[Text shown]
Solved – P-value for multiple regression changes as more points are added

multiple regressionp-valueregression

I am working on a multiple regression model that will forecast the value of loans being granted within the current month.

The data points are broken down per day ( Jan will have 31 data points etc) and I will be updating the model every week.

I have 4 independent variables driving the model.
I am currently testing the model and trying to understand what is happening in particular to the $p$-values.

On Day 8, 2 of my Variables (loans and declines) have $p$-values of

loans   0.014030324
declines    0.980464984

On day 15 when I run the regression I get these

loans   0.003114471
declines    0.023498327

I am just wondering why the "declines" $p$-value is now starting to show as a significant value. Is it because the model is working over more data points or is there something in the data that is suggesting that this variable is becoming more significant?

Best Answer

Both options are the same answer.

Sampling error depends on sample size. If I understand allright, you are increasing the amount of evidence when moving from day 8 to day 15. It is expected that the "true relationships" among independent variables and between them and the dependent one in the population will start to reveal as sample size increases. Think in a signal-to-noise ratio increasing. Think in the number of times you need to throw a coin until you are confident that is a fair one.

Anyway, I would measure the progress in those relationships by observing the stability of the coefficients instead of the changes in p-values. P-values are informing you about null hipotheses, that I guess in this case are testing that each of the coefficients equals zero in the population. The confidence intervals will be reduced as sample size increases (under the proper assumptions being valid) so any constant coefficient will start to "be different from zero" (reject the null hipothesis) with enough data.

[Note 1. You have to also be aware of colineality among the "independent" variables. This may also make your (partial regression) coefficients to change]

[Note 2. I would also try to follow the advice by Peter Flom above]

[Provided data]

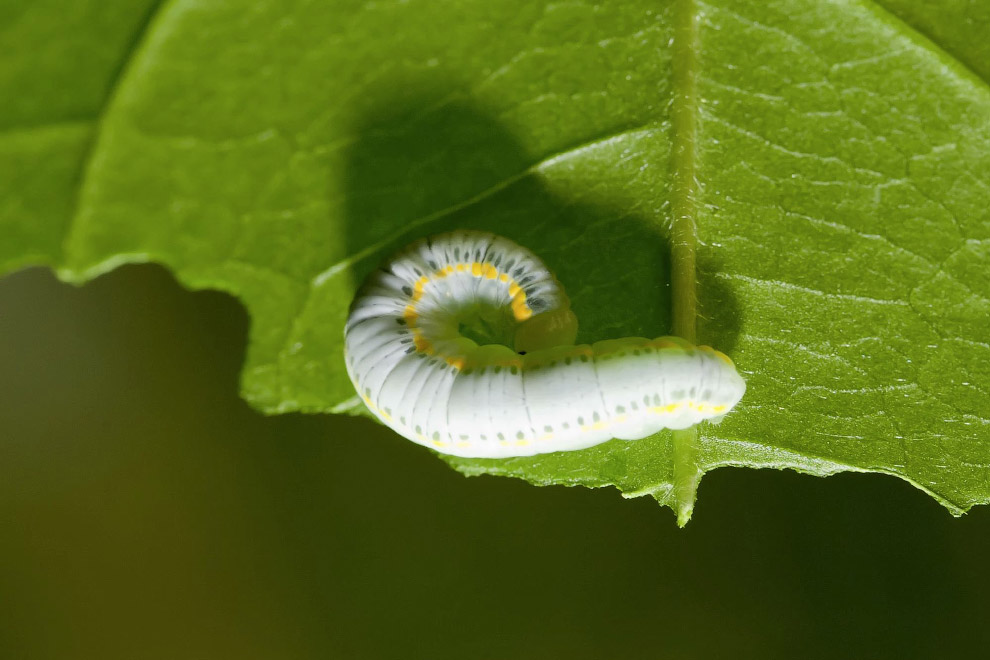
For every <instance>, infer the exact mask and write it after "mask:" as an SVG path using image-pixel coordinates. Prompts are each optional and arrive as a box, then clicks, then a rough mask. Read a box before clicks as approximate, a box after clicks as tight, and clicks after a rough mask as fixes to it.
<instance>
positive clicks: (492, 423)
mask: <svg viewBox="0 0 990 660" xmlns="http://www.w3.org/2000/svg"><path fill="white" fill-rule="evenodd" d="M468 335H473V337H474V338H471V337H469V336H468ZM576 335H577V318H576V317H575V316H574V313H573V312H571V309H570V301H569V300H568V298H567V296H566V294H565V293H564V289H563V287H562V286H561V285H560V283H559V282H557V280H556V279H555V278H554V276H553V274H552V273H551V272H550V271H549V270H547V268H546V266H544V265H543V263H542V262H541V261H540V260H539V259H538V258H537V257H536V256H535V255H534V254H533V253H532V252H530V251H529V250H527V249H525V248H523V247H520V246H519V245H516V244H515V243H513V242H511V241H509V240H508V239H505V238H501V237H499V236H495V235H494V234H488V233H481V232H474V231H456V232H453V233H450V234H444V235H440V236H434V237H432V238H428V239H424V240H420V241H417V242H416V243H413V244H412V245H410V246H409V247H407V248H406V249H405V250H403V251H402V252H400V253H399V254H398V255H396V256H395V257H393V259H392V260H391V261H390V262H388V263H387V264H386V265H384V266H383V267H382V268H380V269H378V270H376V271H375V272H374V273H372V274H371V275H370V276H369V278H368V279H367V281H366V282H365V284H364V285H363V287H362V288H361V290H360V291H359V292H358V294H357V296H356V297H355V299H354V302H353V304H352V305H351V311H350V316H349V318H348V320H347V325H346V327H345V329H344V353H345V360H346V363H347V373H348V375H349V376H350V378H351V382H353V383H354V387H355V388H356V389H357V391H358V394H360V396H361V398H362V399H363V400H364V402H365V404H366V405H367V406H368V408H369V409H370V410H371V411H372V412H373V413H374V414H375V415H376V416H377V417H378V418H379V419H380V420H381V421H382V422H384V423H385V424H387V425H388V426H390V427H391V428H392V429H394V430H395V431H396V432H398V433H399V434H401V435H402V436H404V437H406V438H408V439H410V440H412V441H413V442H417V443H419V444H421V445H425V446H427V447H430V448H432V449H435V450H437V451H440V452H443V453H446V454H453V455H456V456H466V457H484V458H505V457H510V456H531V455H533V454H542V453H546V452H554V451H569V450H574V449H584V448H586V447H591V446H593V445H597V444H599V443H602V442H605V441H607V440H610V439H611V438H621V439H625V440H636V439H639V438H644V437H646V436H649V435H652V434H653V433H656V432H657V431H659V430H660V429H663V428H668V429H683V428H687V427H689V426H691V425H692V424H696V423H698V422H700V421H701V420H704V419H717V418H720V417H721V416H722V415H724V414H725V413H727V412H728V411H729V410H731V409H732V407H733V406H735V405H736V404H737V403H738V402H739V400H740V399H741V398H742V396H743V393H744V392H745V391H746V383H745V381H743V379H742V377H741V376H740V375H739V374H738V373H737V372H736V369H735V367H734V366H733V364H732V361H731V360H730V359H729V358H728V357H726V356H725V355H723V354H722V353H719V352H718V351H716V350H713V349H711V348H709V347H708V346H694V345H692V344H690V343H688V342H686V341H684V340H682V339H678V338H676V337H660V338H657V339H645V338H641V337H629V338H625V339H612V340H607V341H600V342H596V343H594V344H591V345H587V344H583V345H577V346H575V345H574V340H575V337H576ZM479 337H480V339H479ZM476 339H478V341H476ZM499 339H501V340H502V341H504V342H505V343H507V344H512V345H513V346H514V348H515V350H513V349H511V348H509V347H508V346H507V345H503V344H500V343H493V342H494V341H498V340H499Z"/></svg>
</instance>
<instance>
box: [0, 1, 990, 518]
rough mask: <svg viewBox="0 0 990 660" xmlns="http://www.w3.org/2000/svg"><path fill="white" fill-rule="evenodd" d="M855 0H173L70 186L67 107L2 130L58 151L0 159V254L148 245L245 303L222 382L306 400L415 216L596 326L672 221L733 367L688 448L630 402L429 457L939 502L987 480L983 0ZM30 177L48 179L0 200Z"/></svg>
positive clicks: (319, 397)
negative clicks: (737, 381) (10, 246)
mask: <svg viewBox="0 0 990 660" xmlns="http://www.w3.org/2000/svg"><path fill="white" fill-rule="evenodd" d="M887 4H888V5H889V7H890V12H893V13H890V12H888V11H887V10H885V9H883V8H881V7H880V6H879V5H872V4H864V3H861V2H852V1H851V0H850V1H848V2H838V1H837V2H831V3H822V2H818V1H812V0H807V1H801V0H787V1H784V0H781V1H779V2H770V3H744V2H731V1H720V2H713V3H701V2H690V1H688V0H682V1H680V2H677V3H674V4H667V5H657V4H656V3H642V2H611V3H604V4H601V5H598V4H586V3H579V2H569V3H547V4H539V3H532V2H502V3H486V2H474V3H462V2H449V3H445V2H431V3H425V2H409V3H395V4H386V3H370V4H368V3H345V2H337V3H295V2H288V3H287V2H274V1H268V2H266V1H261V2H259V1H251V2H248V1H247V0H235V1H232V2H227V3H222V4H221V3H216V4H204V3H197V2H191V1H184V0H178V1H176V2H172V3H168V4H167V5H165V7H164V8H163V9H162V10H161V12H160V13H159V14H158V15H157V16H156V17H155V19H154V20H153V21H152V23H151V24H150V26H149V28H148V31H147V33H146V34H145V36H144V38H143V39H142V45H141V48H140V49H138V51H136V53H135V56H134V57H133V59H132V60H131V61H130V62H129V63H128V68H127V74H126V75H125V76H124V77H123V79H122V80H121V82H120V83H119V85H118V88H117V90H116V94H115V96H114V102H113V103H112V104H111V105H110V107H109V108H108V109H107V111H106V113H105V114H104V115H103V117H102V119H101V123H100V129H99V132H98V136H97V139H96V144H95V147H94V149H93V151H92V154H91V157H90V158H89V159H88V161H87V162H86V170H85V176H84V177H83V178H82V184H81V190H80V194H79V198H78V204H77V205H76V206H74V207H73V206H72V204H71V203H70V204H69V205H68V206H67V205H66V201H65V200H67V199H70V200H71V199H72V198H71V197H67V196H66V192H65V191H66V190H67V189H68V188H69V185H68V182H69V181H71V179H72V177H71V176H70V174H71V172H72V171H73V170H72V166H71V163H73V162H78V159H79V158H80V157H81V156H80V154H81V153H83V152H81V151H80V145H84V144H85V143H87V141H88V139H89V138H88V133H87V130H89V129H87V128H86V126H80V127H79V128H78V133H72V132H71V130H70V131H68V132H65V131H63V129H61V128H58V129H57V128H55V127H46V128H45V131H43V135H44V136H47V137H45V138H44V139H43V138H42V134H39V136H38V139H37V141H36V142H35V141H34V140H35V138H34V137H32V136H31V135H27V136H26V137H25V136H23V135H18V136H15V137H16V138H18V139H20V141H19V142H18V141H17V139H15V140H13V141H10V140H8V141H7V142H4V141H0V172H19V173H25V172H28V173H30V171H29V170H28V169H26V168H24V167H22V166H21V165H19V163H20V162H21V161H19V160H17V159H18V158H21V159H22V160H23V159H24V158H25V156H24V154H29V155H30V157H31V158H33V159H34V160H33V162H35V163H37V162H45V163H47V162H48V160H47V159H46V157H45V156H44V154H45V153H46V151H45V150H46V149H48V150H55V151H56V153H58V154H63V159H62V162H63V163H67V164H66V165H63V166H62V167H61V169H59V168H58V167H56V166H57V164H58V159H55V160H54V161H52V162H53V163H54V164H53V166H52V169H51V170H47V169H46V170H44V171H42V172H41V174H39V175H37V176H35V175H29V176H21V177H20V183H11V182H10V180H9V179H8V180H7V182H5V183H3V184H0V222H2V223H4V224H3V225H0V226H2V227H3V231H4V232H5V234H6V233H8V232H13V229H8V228H10V227H14V228H16V227H31V228H33V229H32V231H37V232H38V234H39V236H42V238H40V239H38V240H35V239H30V240H28V239H24V240H18V241H16V242H15V243H14V244H12V245H13V246H14V247H13V251H11V252H9V254H8V253H4V254H7V256H5V257H4V258H5V259H7V261H8V263H11V264H17V263H23V262H25V261H26V260H28V259H41V260H43V261H45V262H49V263H51V262H53V261H54V262H55V263H57V264H58V265H60V272H61V274H62V275H63V276H64V277H66V278H69V279H75V280H82V279H85V278H88V277H91V276H93V275H95V274H98V273H100V272H104V271H105V270H107V269H108V268H111V267H113V266H114V265H116V264H119V263H121V262H124V261H140V260H155V261H159V262H161V263H164V264H167V265H168V266H170V267H171V268H172V270H173V271H174V272H175V273H176V276H177V277H178V278H179V279H180V280H181V281H182V282H184V283H185V284H187V285H189V286H192V287H214V288H220V289H223V290H226V291H229V292H231V293H233V294H235V295H237V296H238V297H239V298H241V299H242V300H243V301H244V303H245V305H246V306H247V307H248V310H249V311H250V313H251V317H252V319H253V322H252V329H251V343H250V348H249V353H248V358H247V364H246V366H245V370H244V376H243V390H244V393H245V396H247V397H248V398H249V400H251V401H252V403H254V404H255V405H256V406H258V407H259V408H261V409H263V410H266V411H270V412H277V411H288V410H305V411H320V412H326V411H340V410H352V409H354V407H355V400H354V397H353V392H352V390H351V387H350V384H349V382H348V380H347V377H346V375H345V373H344V369H343V362H342V358H341V348H342V337H341V328H342V324H343V319H344V315H345V314H346V308H347V305H348V304H349V301H350V298H351V296H352V294H353V291H354V289H355V287H356V285H357V284H358V283H359V281H360V279H361V278H362V277H363V276H364V274H365V273H367V272H368V271H369V270H370V269H371V268H373V267H374V266H375V265H376V264H377V263H378V262H379V261H380V260H381V259H382V258H383V257H384V256H386V254H387V253H388V252H389V251H390V250H392V249H394V248H396V247H399V246H401V245H402V244H404V243H406V242H408V241H410V240H412V239H413V238H416V237H419V236H422V235H425V234H429V233H434V232H439V231H444V230H447V229H452V228H455V227H468V228H479V229H489V230H493V231H496V232H498V233H501V234H504V235H506V236H508V237H510V238H512V239H513V240H515V241H517V242H519V243H521V244H523V245H526V246H528V247H530V248H531V249H533V250H534V251H535V252H537V253H538V254H540V255H541V256H542V257H544V258H545V259H546V261H547V263H548V264H549V265H550V266H551V267H552V268H553V269H554V270H555V271H556V272H557V274H558V277H559V279H560V280H561V281H562V282H563V283H564V285H565V286H566V287H567V289H568V292H569V294H570V296H571V299H572V301H573V303H574V308H575V312H576V313H577V315H578V317H579V318H580V320H581V323H582V328H581V335H580V336H579V341H594V340H597V339H605V338H610V337H620V336H630V335H639V336H657V335H661V334H665V333H667V332H668V331H669V330H670V328H671V323H672V318H671V313H670V310H671V305H672V302H674V301H681V302H683V301H685V300H689V299H690V278H688V279H689V281H688V283H687V284H684V283H683V282H681V283H678V284H676V285H675V286H673V287H672V286H670V280H671V273H672V270H673V271H675V272H677V269H675V268H673V267H672V261H676V260H678V259H679V258H680V257H681V256H683V245H684V241H682V240H681V238H682V237H683V236H682V233H683V231H684V230H685V229H687V230H690V231H689V232H688V238H689V239H690V241H689V242H690V243H691V244H693V245H696V246H697V255H696V256H697V267H698V270H697V279H698V295H699V297H700V316H699V339H700V340H701V341H703V342H705V343H710V344H712V345H713V346H716V347H718V348H719V349H721V350H723V351H726V352H728V353H729V354H730V355H731V356H732V357H733V358H734V359H735V360H736V362H737V364H738V365H739V367H740V368H741V370H742V371H743V372H744V373H745V374H747V376H748V378H749V391H748V393H747V396H746V398H745V399H744V401H743V404H742V405H741V406H740V407H739V408H738V410H737V412H734V413H733V414H732V415H730V416H729V417H728V418H727V419H726V420H725V421H724V422H723V423H722V424H721V425H720V426H717V427H704V428H702V429H701V430H700V437H699V438H698V439H697V442H696V443H693V442H682V443H680V444H679V446H680V447H681V448H682V449H683V448H684V447H688V448H689V449H690V451H688V452H687V453H686V454H685V453H684V452H680V453H678V452H675V448H674V444H673V443H672V441H671V437H670V436H669V434H661V435H659V436H657V437H653V438H650V439H646V440H642V441H639V442H633V443H626V442H617V441H613V442H611V443H606V444H605V445H601V446H599V447H595V448H592V449H589V450H585V451H582V452H571V453H566V454H557V455H549V456H542V457H537V458H527V459H511V460H502V461H481V460H455V461H451V462H452V463H453V464H454V466H455V467H457V468H458V469H460V470H462V471H464V472H465V473H468V474H479V473H490V474H503V475H511V476H517V477H522V478H525V479H527V480H529V481H532V482H534V483H565V484H584V485H590V486H603V485H616V486H618V487H619V488H620V489H621V490H623V491H624V492H625V493H627V494H646V493H649V494H652V495H654V496H655V497H656V498H657V499H658V500H660V501H661V502H664V503H669V504H674V503H675V500H679V504H680V508H681V513H682V514H684V513H685V507H687V511H689V507H690V502H688V501H685V495H684V493H685V492H687V491H685V490H684V488H681V489H680V494H678V493H677V492H675V488H674V485H675V483H680V484H681V485H682V486H683V485H684V484H686V483H688V482H690V483H689V485H690V484H693V483H694V480H695V479H696V477H697V476H699V475H700V474H701V473H703V472H705V471H708V470H711V469H714V468H716V467H720V466H726V465H744V466H753V467H776V468H785V467H787V468H794V469H798V470H802V471H806V472H809V473H813V474H818V475H825V474H831V473H834V472H836V471H842V470H857V471H874V472H886V473H890V474H895V475H898V476H900V477H902V478H905V479H908V480H909V481H911V482H912V483H914V484H916V485H918V486H919V487H921V488H923V489H925V490H927V491H928V492H930V493H931V494H933V495H934V496H935V497H937V498H938V499H939V500H940V501H941V502H942V503H943V504H945V505H946V506H947V507H948V508H949V509H950V510H952V511H953V512H957V513H958V512H961V511H963V510H965V509H967V508H968V507H969V506H971V505H973V504H976V503H981V502H986V501H987V500H988V498H990V420H988V419H987V418H986V417H985V416H984V415H985V414H986V413H985V412H984V410H985V403H986V401H987V398H988V397H987V395H988V390H990V385H988V383H990V329H988V324H987V318H988V314H990V279H988V278H990V276H988V274H987V273H988V269H987V267H986V264H987V258H988V256H990V254H988V253H990V211H988V209H990V181H988V178H987V174H986V173H987V172H988V171H990V121H988V119H990V88H988V85H987V82H986V76H987V71H986V70H984V69H985V61H986V60H985V58H981V53H982V52H983V51H981V50H980V48H981V47H980V46H977V45H974V42H973V40H971V39H969V38H968V37H967V36H966V35H968V34H971V33H972V32H971V31H972V30H974V29H977V30H980V29H982V30H983V31H985V30H986V28H987V27H988V26H990V18H987V16H986V15H985V12H984V13H983V14H982V15H979V14H976V15H975V16H976V19H973V16H974V14H973V13H972V12H969V7H970V5H967V4H966V3H956V4H953V5H952V6H951V7H950V8H949V9H947V10H945V11H944V12H942V13H936V14H930V13H926V11H925V10H924V8H922V7H921V6H920V3H912V2H908V1H906V0H898V1H897V2H894V1H893V0H891V2H889V3H887ZM971 4H972V3H971ZM39 11H41V10H39ZM967 12H968V13H967ZM898 16H900V17H901V18H898ZM981 16H982V18H981ZM902 19H903V20H902ZM972 20H976V22H977V24H978V27H977V28H973V27H972ZM905 21H906V22H905ZM967 21H969V22H967ZM980 21H983V22H982V23H980ZM979 26H982V27H979ZM926 35H927V36H926ZM8 36H9V35H8ZM932 39H934V40H935V41H932ZM978 41H979V42H980V43H982V41H981V40H978ZM26 48H27V45H26V42H25V44H22V45H21V49H20V50H19V51H17V52H20V53H25V52H27V51H26V50H25V49H26ZM25 57H27V55H25ZM981 76H983V77H981ZM4 80H9V78H8V79H4ZM692 81H693V83H692ZM6 84H7V87H5V88H4V89H11V90H12V89H14V88H15V87H16V85H15V84H14V83H9V82H8V83H6ZM17 84H25V83H17ZM692 85H693V86H692ZM34 93H35V94H38V95H41V96H44V94H45V92H44V91H37V92H34ZM39 105H40V104H39ZM672 108H674V111H673V112H672ZM678 112H680V113H682V114H680V115H678V114H677V113H678ZM42 121H44V120H42ZM70 128H71V127H70ZM90 128H91V127H90ZM70 142H71V143H72V145H74V146H72V147H71V148H70V147H68V146H66V147H65V148H63V146H62V143H70ZM10 145H13V146H10ZM32 150H33V151H32ZM32 154H33V155H32ZM72 154H75V156H73V155H72ZM685 154H687V156H685ZM73 158H76V159H77V160H76V161H73V160H72V159H73ZM685 168H689V170H690V171H687V170H686V169H685ZM25 181H26V182H27V183H25ZM49 181H51V182H54V183H49ZM48 185H51V186H52V188H53V190H55V191H57V195H56V196H54V197H53V198H52V199H53V200H60V201H57V202H53V204H54V206H57V207H58V208H57V209H56V210H51V211H49V210H44V209H43V210H42V211H37V212H35V211H34V210H32V209H37V208H42V207H43V206H44V204H42V203H41V202H32V203H26V202H25V203H23V204H18V203H11V201H10V200H15V202H16V200H18V199H20V198H24V199H32V200H38V199H43V195H39V194H37V193H38V191H41V190H44V189H45V188H46V186H48ZM32 191H34V192H32ZM18 195H20V196H21V197H18ZM46 203H47V202H46ZM73 208H74V209H75V210H74V213H73V214H72V221H71V226H70V228H69V229H68V233H67V234H66V235H65V242H64V254H63V255H62V257H61V260H60V261H55V259H56V256H55V255H56V254H57V250H55V249H54V248H53V247H52V245H54V244H55V242H56V239H58V238H60V237H62V235H63V234H62V232H63V229H62V227H63V224H68V223H67V220H66V218H67V217H68V216H67V215H66V213H67V211H66V209H69V210H71V209H73ZM25 209H28V210H25ZM32 213H34V215H31V214H32ZM33 217H37V222H35V221H33V220H32V221H28V220H25V219H26V218H33ZM60 223H62V224H60ZM672 227H675V228H676V231H672ZM678 232H681V233H678ZM675 234H676V235H677V236H679V237H681V238H678V240H676V241H673V240H672V237H673V236H674V235H675ZM672 243H673V247H672ZM36 245H37V246H41V247H36ZM21 246H23V247H21ZM32 250H34V252H32ZM0 256H2V255H0ZM678 263H681V262H678ZM675 466H678V467H677V469H676V470H675ZM368 469H369V470H373V469H374V468H373V466H369V467H368ZM688 491H690V488H688Z"/></svg>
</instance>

[Activities]
a: Reproduce the passage of the thread on changing p-values from "On day 15 when" to "the same answer.", substituting "meaningful" for "significant".
b: In the thread on changing p-values, what does the best answer recommend observing instead of the changes in p-values?
The entries above are separate material with no connection to the thread on changing p-values.

[Exercise results]
a:
On day 15 when I run the regression I get these

loans   0.003114471
declines    0.023498327

I am just wondering why the "declines" $p$-value is now starting to show as a meaningful value. Is it because the model is working over more data points or is there something in the data that is suggesting that this variable is becoming more meaningful?

Best Answer

Both options are the same answer.

b: The stability of the coefficients.